---------- Given data ----------

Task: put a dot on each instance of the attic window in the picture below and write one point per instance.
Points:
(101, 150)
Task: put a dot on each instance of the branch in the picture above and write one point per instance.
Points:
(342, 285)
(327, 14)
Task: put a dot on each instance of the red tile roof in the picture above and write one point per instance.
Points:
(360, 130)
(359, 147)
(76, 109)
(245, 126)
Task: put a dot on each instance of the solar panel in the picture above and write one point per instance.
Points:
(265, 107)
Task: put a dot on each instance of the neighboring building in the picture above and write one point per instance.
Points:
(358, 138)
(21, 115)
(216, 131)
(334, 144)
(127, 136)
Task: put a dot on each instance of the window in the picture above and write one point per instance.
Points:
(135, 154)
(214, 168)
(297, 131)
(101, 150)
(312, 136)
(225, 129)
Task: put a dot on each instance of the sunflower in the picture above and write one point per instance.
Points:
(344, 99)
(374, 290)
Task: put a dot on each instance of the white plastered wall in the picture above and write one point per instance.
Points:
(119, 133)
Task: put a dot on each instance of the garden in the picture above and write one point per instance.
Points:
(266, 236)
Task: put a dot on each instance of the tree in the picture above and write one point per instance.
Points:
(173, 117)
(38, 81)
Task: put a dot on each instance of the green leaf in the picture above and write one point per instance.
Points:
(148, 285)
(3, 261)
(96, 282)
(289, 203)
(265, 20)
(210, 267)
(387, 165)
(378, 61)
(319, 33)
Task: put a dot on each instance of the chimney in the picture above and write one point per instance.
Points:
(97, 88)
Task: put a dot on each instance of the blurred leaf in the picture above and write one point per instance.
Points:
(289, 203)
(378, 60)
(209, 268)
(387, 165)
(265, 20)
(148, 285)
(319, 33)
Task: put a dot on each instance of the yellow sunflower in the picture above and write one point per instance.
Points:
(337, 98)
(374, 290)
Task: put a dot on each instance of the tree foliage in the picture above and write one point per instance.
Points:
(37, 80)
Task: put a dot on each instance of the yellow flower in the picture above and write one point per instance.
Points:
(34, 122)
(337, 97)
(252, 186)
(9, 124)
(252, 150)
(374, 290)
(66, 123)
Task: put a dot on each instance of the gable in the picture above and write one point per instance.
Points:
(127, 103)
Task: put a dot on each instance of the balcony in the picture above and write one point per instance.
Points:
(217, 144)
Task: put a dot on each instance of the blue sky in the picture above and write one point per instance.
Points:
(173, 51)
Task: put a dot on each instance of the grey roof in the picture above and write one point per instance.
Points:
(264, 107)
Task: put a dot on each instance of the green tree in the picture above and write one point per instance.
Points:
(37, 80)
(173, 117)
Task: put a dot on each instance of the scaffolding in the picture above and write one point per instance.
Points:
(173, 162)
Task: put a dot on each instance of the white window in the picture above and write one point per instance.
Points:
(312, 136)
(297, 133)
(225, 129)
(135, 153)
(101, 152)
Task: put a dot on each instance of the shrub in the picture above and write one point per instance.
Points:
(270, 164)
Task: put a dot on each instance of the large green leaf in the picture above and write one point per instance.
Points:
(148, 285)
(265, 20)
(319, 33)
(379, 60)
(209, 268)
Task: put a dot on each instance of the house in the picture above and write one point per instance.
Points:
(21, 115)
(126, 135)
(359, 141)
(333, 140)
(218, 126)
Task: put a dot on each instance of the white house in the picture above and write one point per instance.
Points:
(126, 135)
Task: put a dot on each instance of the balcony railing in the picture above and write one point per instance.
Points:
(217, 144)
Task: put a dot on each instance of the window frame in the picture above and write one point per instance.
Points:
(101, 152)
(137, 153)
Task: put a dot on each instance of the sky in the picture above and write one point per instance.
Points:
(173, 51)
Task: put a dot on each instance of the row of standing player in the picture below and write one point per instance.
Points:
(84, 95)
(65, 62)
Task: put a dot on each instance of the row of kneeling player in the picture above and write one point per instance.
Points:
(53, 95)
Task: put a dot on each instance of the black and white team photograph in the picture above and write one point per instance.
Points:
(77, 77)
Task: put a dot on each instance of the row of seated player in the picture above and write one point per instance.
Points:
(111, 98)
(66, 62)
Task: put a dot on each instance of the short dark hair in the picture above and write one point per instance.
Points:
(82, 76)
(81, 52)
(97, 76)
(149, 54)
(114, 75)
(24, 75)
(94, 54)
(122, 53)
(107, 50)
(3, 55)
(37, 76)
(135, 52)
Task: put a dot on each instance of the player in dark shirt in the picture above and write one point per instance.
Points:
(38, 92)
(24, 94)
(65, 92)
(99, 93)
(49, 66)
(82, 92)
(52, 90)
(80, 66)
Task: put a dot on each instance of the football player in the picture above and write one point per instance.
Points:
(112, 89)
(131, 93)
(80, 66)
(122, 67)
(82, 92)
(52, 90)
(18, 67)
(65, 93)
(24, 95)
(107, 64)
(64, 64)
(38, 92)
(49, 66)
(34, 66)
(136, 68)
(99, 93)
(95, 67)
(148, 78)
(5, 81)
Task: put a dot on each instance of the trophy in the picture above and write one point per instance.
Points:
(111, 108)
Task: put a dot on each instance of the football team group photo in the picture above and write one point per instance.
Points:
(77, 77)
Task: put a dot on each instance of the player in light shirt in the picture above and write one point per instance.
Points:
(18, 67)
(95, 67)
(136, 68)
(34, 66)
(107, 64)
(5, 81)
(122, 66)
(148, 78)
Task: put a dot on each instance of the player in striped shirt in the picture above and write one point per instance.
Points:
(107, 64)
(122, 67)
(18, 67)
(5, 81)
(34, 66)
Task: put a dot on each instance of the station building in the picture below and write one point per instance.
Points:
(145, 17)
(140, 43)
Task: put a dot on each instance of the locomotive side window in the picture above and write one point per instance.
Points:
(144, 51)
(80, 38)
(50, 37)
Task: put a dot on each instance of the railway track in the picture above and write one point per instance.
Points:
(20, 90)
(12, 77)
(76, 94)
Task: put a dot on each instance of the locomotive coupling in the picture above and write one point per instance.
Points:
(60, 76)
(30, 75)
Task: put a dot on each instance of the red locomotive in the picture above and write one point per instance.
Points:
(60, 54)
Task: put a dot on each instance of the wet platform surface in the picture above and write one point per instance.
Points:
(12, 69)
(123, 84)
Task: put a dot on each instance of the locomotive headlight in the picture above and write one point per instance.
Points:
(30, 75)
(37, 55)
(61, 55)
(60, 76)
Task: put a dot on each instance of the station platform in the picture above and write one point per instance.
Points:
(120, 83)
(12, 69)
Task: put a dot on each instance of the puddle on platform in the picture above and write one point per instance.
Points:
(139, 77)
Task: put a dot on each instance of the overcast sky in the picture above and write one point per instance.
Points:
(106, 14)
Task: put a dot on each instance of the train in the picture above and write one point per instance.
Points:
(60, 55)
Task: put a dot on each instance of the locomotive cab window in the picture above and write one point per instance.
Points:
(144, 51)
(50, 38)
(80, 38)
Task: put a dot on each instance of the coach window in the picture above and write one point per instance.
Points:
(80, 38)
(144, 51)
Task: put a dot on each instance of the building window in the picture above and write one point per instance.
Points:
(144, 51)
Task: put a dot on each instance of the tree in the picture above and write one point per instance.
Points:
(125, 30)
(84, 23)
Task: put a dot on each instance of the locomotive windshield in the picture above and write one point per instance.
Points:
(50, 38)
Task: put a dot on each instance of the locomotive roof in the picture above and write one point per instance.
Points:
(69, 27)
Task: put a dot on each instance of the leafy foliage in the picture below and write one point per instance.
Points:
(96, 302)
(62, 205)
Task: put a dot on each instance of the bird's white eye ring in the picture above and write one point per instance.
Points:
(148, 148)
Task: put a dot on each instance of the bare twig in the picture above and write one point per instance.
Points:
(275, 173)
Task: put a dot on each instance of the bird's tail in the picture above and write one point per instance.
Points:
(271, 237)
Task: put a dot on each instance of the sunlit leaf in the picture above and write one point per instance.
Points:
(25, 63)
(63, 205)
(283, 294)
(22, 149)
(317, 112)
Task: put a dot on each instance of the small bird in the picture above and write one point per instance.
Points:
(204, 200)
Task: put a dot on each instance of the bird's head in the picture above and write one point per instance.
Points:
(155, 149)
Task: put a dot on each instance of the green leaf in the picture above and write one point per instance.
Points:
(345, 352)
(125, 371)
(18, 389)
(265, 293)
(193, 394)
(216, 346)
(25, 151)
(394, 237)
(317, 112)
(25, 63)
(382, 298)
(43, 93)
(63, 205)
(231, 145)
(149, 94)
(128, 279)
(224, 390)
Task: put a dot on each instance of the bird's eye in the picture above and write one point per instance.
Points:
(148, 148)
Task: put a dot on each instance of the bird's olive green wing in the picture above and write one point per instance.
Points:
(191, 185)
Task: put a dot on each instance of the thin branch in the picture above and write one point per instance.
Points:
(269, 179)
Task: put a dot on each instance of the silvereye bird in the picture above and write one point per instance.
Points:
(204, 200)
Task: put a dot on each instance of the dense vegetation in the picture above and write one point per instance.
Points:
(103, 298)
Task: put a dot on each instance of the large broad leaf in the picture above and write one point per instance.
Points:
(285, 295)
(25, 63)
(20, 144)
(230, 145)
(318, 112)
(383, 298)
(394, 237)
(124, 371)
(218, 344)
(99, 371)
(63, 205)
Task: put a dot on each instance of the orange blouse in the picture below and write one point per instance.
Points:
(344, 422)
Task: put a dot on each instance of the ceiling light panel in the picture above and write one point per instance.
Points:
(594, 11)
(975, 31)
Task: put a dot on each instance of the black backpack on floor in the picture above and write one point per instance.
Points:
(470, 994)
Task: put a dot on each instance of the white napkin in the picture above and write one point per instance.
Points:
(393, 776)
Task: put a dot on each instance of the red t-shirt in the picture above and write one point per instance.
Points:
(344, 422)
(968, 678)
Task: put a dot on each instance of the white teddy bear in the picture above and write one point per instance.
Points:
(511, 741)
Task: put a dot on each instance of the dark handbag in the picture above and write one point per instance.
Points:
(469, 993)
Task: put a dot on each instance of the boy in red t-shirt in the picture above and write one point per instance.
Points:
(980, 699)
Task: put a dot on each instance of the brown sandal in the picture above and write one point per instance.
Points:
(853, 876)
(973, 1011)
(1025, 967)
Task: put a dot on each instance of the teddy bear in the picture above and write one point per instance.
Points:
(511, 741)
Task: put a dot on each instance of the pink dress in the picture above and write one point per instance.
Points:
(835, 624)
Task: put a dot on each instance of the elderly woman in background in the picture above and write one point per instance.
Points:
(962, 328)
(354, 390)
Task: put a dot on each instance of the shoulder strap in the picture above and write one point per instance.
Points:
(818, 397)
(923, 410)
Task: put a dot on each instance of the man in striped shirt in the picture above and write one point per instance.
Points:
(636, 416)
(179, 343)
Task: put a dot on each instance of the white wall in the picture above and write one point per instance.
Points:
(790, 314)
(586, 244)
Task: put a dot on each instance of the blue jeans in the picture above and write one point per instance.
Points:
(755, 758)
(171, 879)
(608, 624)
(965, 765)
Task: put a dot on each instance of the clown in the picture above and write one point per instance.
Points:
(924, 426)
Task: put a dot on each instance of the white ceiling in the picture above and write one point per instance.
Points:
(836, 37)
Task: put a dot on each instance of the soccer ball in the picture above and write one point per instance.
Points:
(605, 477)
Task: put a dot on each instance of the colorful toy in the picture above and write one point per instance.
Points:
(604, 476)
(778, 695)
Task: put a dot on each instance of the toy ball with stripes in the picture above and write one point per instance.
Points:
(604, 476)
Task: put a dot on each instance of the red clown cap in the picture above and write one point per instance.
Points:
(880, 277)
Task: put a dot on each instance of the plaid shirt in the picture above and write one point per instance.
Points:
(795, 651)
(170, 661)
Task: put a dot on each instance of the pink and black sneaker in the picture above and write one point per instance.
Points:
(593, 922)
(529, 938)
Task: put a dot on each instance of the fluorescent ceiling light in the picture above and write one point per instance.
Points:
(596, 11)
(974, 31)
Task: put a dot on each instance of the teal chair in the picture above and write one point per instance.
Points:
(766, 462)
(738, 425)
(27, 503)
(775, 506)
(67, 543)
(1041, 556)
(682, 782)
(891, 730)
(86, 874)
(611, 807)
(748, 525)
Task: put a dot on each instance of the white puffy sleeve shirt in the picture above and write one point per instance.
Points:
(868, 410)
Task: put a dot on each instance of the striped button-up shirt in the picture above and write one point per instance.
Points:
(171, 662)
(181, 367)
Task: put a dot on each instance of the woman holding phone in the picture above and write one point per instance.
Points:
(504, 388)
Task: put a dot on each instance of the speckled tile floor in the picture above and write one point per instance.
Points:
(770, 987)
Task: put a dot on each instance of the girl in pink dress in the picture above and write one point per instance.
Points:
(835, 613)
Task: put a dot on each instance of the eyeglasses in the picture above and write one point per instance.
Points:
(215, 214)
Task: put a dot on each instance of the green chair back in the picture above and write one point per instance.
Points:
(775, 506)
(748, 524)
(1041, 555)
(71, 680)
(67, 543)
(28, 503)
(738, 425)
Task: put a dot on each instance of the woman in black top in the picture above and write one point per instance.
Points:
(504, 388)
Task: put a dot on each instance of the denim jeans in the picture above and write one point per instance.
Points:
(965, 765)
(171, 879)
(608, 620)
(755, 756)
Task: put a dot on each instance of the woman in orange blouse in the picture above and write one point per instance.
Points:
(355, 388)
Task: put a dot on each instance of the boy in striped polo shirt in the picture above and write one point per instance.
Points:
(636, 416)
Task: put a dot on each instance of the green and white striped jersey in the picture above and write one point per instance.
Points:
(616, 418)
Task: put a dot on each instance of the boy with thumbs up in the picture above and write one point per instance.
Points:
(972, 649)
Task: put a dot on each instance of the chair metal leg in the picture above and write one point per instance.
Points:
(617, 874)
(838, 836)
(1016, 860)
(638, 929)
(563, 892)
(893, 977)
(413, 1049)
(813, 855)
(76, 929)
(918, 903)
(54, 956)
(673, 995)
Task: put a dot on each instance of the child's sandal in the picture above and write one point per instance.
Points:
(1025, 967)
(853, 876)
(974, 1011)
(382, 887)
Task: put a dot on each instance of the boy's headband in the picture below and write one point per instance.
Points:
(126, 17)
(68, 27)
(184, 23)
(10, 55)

----------

_Problem details:_ Some lines above contain the word "wall". Copy each of them.

_Answer to this exercise:_
Task: put a dot on each instance of the white plastered wall in the picture above and write one point per instance.
Task: put a dot on each instance of the white wall in the picture above and write one point per instance.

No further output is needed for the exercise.